**PROBLEM REQUIREMENTS**
Could you reproduce only the listing from the line with "# I want the bounding box around the wispy" up to and including the line with "[312,230,445,257]", putting "thin cloud" wherever "wispy cloud" occurs and keeping all else the same?
[START OF EXERCISE DATA]
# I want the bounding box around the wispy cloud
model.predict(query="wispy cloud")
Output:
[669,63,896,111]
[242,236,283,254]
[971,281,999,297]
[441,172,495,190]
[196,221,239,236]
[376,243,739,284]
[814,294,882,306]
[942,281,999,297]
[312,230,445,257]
[END OF EXERCISE DATA]
[START OF EXERCISE DATA]
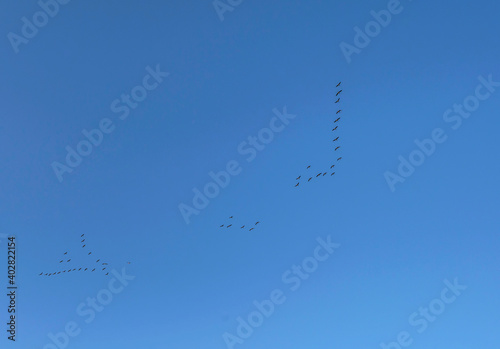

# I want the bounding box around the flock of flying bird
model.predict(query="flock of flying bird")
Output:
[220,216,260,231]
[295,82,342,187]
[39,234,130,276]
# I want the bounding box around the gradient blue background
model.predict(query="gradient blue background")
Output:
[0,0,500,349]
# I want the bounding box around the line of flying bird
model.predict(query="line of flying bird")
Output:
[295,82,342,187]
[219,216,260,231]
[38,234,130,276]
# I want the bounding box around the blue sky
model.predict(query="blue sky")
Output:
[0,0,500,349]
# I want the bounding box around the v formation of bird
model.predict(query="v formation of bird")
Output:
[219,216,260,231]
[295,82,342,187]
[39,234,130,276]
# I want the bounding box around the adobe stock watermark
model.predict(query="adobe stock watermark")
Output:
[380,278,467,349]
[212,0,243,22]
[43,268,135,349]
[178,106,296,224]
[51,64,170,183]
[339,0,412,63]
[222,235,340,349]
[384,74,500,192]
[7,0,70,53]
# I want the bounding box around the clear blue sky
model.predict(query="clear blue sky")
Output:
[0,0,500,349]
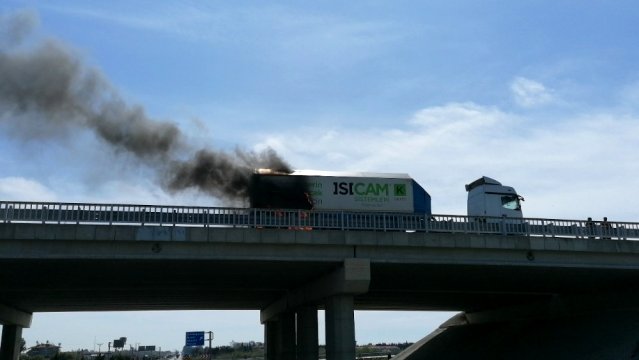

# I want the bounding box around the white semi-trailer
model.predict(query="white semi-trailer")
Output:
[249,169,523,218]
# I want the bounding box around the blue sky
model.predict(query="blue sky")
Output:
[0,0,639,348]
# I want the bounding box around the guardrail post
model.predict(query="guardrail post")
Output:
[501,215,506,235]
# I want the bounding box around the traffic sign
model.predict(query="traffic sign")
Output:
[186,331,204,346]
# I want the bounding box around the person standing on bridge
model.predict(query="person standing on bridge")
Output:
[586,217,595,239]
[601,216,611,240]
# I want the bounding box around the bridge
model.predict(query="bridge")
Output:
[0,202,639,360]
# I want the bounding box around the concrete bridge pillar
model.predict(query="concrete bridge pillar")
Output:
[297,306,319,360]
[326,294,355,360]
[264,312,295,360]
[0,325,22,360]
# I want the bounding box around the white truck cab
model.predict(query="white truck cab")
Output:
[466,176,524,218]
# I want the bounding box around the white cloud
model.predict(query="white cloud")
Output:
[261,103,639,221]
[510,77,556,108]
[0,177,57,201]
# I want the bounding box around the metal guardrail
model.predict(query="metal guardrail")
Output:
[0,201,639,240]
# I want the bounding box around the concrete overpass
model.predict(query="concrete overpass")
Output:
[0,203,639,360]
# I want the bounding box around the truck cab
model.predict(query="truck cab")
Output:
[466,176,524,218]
[END OF EXERCISE DATA]
**FINISHED EXERCISE**
# I want the bounding box around the thin cloud
model.predict(query="thin cloud")
Output:
[669,63,896,111]
[242,236,283,254]
[971,281,999,297]
[441,172,495,190]
[196,221,239,236]
[376,243,739,284]
[814,294,882,306]
[942,281,999,297]
[312,230,445,257]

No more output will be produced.